WHAT YOU NEED TO DO. In the forum posts below, why does Eagle Mum favor fewer time limits on the opportunity class tests? Answer in one to three sentences.

TEXT UNDER STUDY.
-=-=-
Originally Posted by Eagle Mum
My daughter has Uni peers who were heavily coached to achieve the HSC marks to get into their medicine course, who are now satisfied with marginal pass grades because at the end of the course, that is enough to get them their medical degree (very cynical approach to life IMO).

I think that there is definitely more of a relaxed approach to getting through uni if you don't need your bachelor degree to feed into a competitive masters program (or graduate medicine). I am sure the first year direct entry med students are all exhaling...But they will need to be competitive to get the specialization they want, to varying degrees depending on what that is, so I imagine the effort for grades will come back. And we are certainly of the impression those students doing a bachelor degree on the way to a competitive graduate program need to be working very hard to get in... We'll see in a few years I guess.

We are totally derailing this thread though :-(


Originally Posted by Eagle Mum
WRT to the extremely competitive tests to get into opportunity classes, for each of the maths, English & aptitude tests, there are 35 questions per paper with 30 minutes allowed. Success requires extremely (almost ridiculously) tight time management for kids as young as 8. It is in this context that I make the observation that many schools are really cautious about arranging for extra time. I suspect that if they allow 45 minutes for each paper, the make up of these classes would be different - more students with innate abilities who haven’t been coached (OC & SS teachers have confided these same suspicions to me). Therefore, I favour less time restrictions, but generally there has been little resistance to restrictions because contrary to sifting out the really top students, it gives others a better chance because improved speed is more amenable through coaching than other facets of intelligence.

Now that is a peculiarly NSW issue... and to a limited extent in some other places. And does make it clearer to me why NSW are more draconian about typing and extra time compared to some other states. Or the IB for that matter, the IB board are very reasonable.
-=-=-
GIVEN MATERIAL.
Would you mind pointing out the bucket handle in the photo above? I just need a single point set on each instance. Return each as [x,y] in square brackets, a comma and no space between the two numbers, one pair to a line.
-=-=-
RESPONSE. Eagle Mum suspects that with 45 minutes per paper, these classes would take in more students who have natural ability but haven't been coached. Speed is easier to improve through coaching than other parts of intelligence. So the tight limits don't single out the truly top students but give coached kids a better chance.